◆ **INSTRUCTIONS TO FOLLOW**: Each line of the data below from the one holding "[[98, 144], [206, 70], [126, 0]]" to the one holding "[[460, 112], [371, 192], [260, 319]]", inclusive, is to be reproduced exactly; no other line belongs in the answer.

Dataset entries
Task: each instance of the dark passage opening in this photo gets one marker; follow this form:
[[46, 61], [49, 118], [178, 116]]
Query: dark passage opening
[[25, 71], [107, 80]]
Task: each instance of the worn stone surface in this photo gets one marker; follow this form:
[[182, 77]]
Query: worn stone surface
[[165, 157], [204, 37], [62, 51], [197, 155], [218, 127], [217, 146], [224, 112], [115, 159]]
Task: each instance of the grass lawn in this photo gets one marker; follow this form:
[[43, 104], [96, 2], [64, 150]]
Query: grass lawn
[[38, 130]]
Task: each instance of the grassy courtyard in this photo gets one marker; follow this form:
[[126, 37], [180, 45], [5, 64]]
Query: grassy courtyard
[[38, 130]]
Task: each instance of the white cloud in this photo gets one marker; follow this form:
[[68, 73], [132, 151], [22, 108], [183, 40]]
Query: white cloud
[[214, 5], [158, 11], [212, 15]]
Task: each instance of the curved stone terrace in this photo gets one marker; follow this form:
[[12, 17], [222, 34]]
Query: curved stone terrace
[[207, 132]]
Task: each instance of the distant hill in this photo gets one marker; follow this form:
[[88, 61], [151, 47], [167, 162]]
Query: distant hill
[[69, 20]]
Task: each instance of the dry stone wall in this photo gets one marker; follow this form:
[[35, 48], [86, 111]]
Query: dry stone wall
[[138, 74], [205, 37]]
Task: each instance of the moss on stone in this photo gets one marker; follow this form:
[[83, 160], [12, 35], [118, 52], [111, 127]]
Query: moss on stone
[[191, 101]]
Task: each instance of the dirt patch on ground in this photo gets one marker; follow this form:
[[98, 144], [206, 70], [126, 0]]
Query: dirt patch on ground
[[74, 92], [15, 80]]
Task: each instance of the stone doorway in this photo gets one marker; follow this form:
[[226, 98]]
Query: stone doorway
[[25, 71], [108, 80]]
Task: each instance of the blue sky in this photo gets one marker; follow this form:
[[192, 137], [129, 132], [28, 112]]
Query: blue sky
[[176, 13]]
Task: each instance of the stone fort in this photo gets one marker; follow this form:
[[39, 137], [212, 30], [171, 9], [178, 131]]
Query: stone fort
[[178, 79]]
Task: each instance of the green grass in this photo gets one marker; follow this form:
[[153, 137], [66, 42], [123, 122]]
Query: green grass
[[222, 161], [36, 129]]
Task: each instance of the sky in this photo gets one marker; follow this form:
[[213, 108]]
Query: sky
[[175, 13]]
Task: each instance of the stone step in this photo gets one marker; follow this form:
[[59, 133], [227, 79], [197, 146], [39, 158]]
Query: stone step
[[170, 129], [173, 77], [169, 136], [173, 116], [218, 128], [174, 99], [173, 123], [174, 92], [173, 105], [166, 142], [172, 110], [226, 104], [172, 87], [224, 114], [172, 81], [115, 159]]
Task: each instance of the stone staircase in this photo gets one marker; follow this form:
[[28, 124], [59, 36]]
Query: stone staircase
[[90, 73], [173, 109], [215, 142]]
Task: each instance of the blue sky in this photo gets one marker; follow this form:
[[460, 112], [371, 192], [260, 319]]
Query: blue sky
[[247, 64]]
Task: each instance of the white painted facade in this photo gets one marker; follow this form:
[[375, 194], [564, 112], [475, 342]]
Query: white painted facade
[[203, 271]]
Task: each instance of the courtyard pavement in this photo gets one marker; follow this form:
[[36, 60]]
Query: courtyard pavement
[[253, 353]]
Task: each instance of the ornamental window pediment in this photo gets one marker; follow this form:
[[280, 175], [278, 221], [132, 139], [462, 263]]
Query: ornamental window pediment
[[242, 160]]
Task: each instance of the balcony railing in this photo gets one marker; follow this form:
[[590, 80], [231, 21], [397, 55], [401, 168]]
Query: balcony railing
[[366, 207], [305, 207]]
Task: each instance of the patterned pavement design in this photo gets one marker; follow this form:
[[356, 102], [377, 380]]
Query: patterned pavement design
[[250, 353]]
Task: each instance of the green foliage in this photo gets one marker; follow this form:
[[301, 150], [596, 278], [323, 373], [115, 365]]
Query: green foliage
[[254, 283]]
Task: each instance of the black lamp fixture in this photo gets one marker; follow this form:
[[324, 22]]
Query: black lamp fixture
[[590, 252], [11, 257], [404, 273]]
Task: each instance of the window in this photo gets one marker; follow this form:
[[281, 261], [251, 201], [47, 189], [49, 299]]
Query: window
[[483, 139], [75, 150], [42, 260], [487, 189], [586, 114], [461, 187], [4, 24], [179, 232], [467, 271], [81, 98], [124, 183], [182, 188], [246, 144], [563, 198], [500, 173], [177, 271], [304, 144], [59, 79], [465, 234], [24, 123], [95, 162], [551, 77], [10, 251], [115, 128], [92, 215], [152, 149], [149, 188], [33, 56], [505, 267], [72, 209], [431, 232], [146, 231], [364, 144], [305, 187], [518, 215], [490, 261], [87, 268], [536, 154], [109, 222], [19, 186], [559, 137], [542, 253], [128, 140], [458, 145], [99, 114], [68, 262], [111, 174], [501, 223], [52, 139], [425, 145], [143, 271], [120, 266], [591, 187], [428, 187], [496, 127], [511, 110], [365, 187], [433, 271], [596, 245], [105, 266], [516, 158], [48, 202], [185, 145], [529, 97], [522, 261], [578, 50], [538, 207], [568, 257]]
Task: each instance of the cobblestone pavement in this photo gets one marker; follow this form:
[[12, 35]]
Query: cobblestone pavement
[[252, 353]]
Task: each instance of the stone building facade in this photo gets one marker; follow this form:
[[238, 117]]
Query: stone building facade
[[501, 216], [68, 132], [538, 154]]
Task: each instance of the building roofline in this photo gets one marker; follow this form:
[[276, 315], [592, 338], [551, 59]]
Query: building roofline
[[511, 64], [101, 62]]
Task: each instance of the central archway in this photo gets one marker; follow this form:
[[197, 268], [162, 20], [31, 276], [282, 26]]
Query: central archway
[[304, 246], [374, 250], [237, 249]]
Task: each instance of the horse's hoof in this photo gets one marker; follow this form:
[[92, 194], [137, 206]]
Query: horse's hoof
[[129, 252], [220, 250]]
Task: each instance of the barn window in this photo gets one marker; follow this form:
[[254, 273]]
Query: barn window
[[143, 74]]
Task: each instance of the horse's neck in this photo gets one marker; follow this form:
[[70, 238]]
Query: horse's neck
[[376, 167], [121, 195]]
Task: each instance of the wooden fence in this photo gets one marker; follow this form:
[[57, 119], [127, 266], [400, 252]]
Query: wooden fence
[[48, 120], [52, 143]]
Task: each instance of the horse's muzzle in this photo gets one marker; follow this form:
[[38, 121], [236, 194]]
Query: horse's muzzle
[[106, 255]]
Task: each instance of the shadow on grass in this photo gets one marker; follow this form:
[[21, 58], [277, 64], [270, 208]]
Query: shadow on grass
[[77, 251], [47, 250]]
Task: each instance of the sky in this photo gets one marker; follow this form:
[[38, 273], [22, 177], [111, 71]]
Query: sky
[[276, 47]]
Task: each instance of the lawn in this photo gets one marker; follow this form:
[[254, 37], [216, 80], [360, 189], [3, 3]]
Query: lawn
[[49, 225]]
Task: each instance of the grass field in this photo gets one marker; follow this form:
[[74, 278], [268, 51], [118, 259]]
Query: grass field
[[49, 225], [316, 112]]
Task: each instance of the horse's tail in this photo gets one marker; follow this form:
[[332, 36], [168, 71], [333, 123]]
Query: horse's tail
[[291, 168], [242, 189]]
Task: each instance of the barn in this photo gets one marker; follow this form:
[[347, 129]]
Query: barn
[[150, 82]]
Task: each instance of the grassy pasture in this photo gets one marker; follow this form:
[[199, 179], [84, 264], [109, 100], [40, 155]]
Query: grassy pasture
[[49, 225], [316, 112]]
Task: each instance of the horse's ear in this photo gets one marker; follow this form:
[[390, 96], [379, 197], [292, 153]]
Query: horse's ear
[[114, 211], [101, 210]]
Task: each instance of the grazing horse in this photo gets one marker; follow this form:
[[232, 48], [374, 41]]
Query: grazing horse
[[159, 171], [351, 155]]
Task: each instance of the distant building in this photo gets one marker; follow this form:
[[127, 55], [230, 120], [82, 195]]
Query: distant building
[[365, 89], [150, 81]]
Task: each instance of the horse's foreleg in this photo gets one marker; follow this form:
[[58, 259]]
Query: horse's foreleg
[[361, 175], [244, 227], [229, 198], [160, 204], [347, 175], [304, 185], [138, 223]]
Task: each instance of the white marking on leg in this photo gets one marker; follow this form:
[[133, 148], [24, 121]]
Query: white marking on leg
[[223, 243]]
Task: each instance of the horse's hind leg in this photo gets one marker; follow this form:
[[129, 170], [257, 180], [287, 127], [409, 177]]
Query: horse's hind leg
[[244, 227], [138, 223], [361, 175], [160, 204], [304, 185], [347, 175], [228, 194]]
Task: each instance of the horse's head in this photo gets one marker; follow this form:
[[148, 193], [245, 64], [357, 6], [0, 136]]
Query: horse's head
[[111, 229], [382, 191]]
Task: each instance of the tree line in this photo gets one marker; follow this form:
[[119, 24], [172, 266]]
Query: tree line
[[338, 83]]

◆ **PROBLEM SOLUTION**:
[[98, 144], [206, 70], [126, 0]]
Query: dirt patch on ground
[[74, 92], [15, 80]]
Task: each instance of the stone doorway in this photo gets one marker; follow this form:
[[226, 98]]
Query: stone doorway
[[25, 71], [108, 80]]
Task: each instance of the blue sky in this photo gets one marker; follow this form:
[[192, 137], [129, 132], [28, 112]]
Query: blue sky
[[176, 13]]
Task: each instance of the stone fort in this photo gets one marker; follow this form:
[[39, 137], [212, 30], [171, 9], [178, 131]]
Query: stone fort
[[178, 79]]
Task: each instance of the green grass in this photo gets one marker; follow this form:
[[153, 137], [66, 42], [123, 122]]
Query: green grass
[[222, 161], [36, 129]]
Task: each instance of the sky in this photo gets one marker; follow this form:
[[213, 108]]
Query: sky
[[175, 13]]
Task: each instance of the stone step in this photo gets one marker; follow this form:
[[59, 133], [227, 79], [197, 146], [39, 158]]
Query: stone step
[[170, 129], [173, 77], [169, 136], [173, 116], [218, 128], [174, 99], [173, 123], [174, 92], [173, 105], [166, 142], [172, 110], [226, 104], [172, 87], [224, 114], [172, 81], [115, 159]]
Task: each instance of the stone staircase in this photo gets one marker; follow this form:
[[28, 124], [59, 36]]
Query: stone staircase
[[90, 73], [173, 109], [215, 142]]
Task: each instance of the blue sky in this photo gets one marker; follow this form:
[[460, 112], [371, 192], [260, 319]]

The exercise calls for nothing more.